### PAGE TEXT
In the past 20 years, there has been a dramatic change in animal agricultural production, or livestock farming, in the United States. The overall size of individual operation has increased from smaller, family-owned farms to larger farm operations raising more animals per operation. There has also been a shift toward raising poultry and certain livestock within production barns as a way to increase production efficiencies. 

Cows in a field

An animal feeding operation (AFO) is a facility where animals are confined or stabled and fed for 45 days or more in a 12-month period and crops, forage or other vegetative ground cover is not sustained over at least 50% of the confinement area. A concentrated animal feeding operation (CAFO) is an AFO that confines more than 1,000 animal units. Animal units are based on the weight of the animal.

1,000 animal unit equals:

  • 1,000 beef cows
  • 700 dairy cows
  • 2,500 swine (pigs)
  • 100,000 chicken boilers

Designing CAFOs requires careful planning and considerations, including how to handle the amount and concentration of animal waste produced by the CAFO, as well as the associated odors and noise. The federal Clean Water Act identifies CAFOs as possible point sources for water pollution. New technologies and modern waste-management systems help properly manage animal waste by providing a safe, reliable fertilizer source for farming operations. Proper waste management protects the environment and ultimately makes a farm more productive. Protecting the environment and the agricultural industry is a shared responsibility and doing so may have a positive impact on the environment, our food supply and local and state economies. Learn more about Missouri's CAFO laws and regulations below.


CAFO laws and regulations are designed to minimize risks and are important for the long-term protection of the environment. Laws and regulations are also important to preserve and maintain a strong and profitable agricultural industry for generations to come. Missouri's regulations are outlined in Code of State Regulations, 10 CSR 20-6.300 and 10 CSR 20-8.300, while federal regulations are outlined in Code of Federal Regulations, 40 CFR Part 122 and 40 CFR Part 412. At the state level, water quality is protected through the department’s permit application and approval process.

Which operations need a permit?

Whether an operation is required to obtain a permit is determined by its "class size", which is based on the total number of animal units confined at the operation. Class IC (1,000 animal units), Class IB (3,000 animal units) and Class IA (7,000 animal units) are required by state regulation to obtain a wastewater permit. Class II operations (less than 1,000 animal units) are only an animal feeding operation, and therefore not required to have a permit, although many voluntarily obtain one anyway. The department can require a Class II operation to obtain a permit when an unauthorized discharge has occurred or when a discharge results in a violation of water quality standards.

What permits are required?

(Stored items from a collection)

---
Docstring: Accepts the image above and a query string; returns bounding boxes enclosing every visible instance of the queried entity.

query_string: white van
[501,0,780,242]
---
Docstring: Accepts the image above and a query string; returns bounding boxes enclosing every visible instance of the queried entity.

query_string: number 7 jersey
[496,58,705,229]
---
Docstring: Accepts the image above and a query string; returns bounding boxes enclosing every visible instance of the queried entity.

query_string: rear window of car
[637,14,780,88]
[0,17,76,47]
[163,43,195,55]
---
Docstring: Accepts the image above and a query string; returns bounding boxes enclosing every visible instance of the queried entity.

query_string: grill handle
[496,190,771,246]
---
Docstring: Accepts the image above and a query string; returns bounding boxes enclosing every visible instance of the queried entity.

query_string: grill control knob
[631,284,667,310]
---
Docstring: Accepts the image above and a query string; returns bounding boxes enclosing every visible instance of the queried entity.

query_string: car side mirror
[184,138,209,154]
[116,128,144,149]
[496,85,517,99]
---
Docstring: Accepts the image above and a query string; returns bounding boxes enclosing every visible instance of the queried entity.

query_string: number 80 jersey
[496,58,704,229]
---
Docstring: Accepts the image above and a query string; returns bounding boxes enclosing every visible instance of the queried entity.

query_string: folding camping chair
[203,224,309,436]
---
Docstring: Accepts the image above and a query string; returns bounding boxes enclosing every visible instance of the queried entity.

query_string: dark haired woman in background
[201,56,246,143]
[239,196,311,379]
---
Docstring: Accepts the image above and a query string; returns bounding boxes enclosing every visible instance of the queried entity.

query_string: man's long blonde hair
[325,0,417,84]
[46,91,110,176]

### YOUR TASK
From the text on animal feeding operations above, extract everything from "An animal feeding operation (AFO)" down to "of the animal.", copying it word for word.

### THE REPLY
An animal feeding operation (AFO) is a facility where animals are confined or stabled and fed for 45 days or more in a 12-month period and crops, forage or other vegetative ground cover is not sustained over at least 50% of the confinement area. A concentrated animal feeding operation (CAFO) is an AFO that confines more than 1,000 animal units. Animal units are based on the weight of the animal.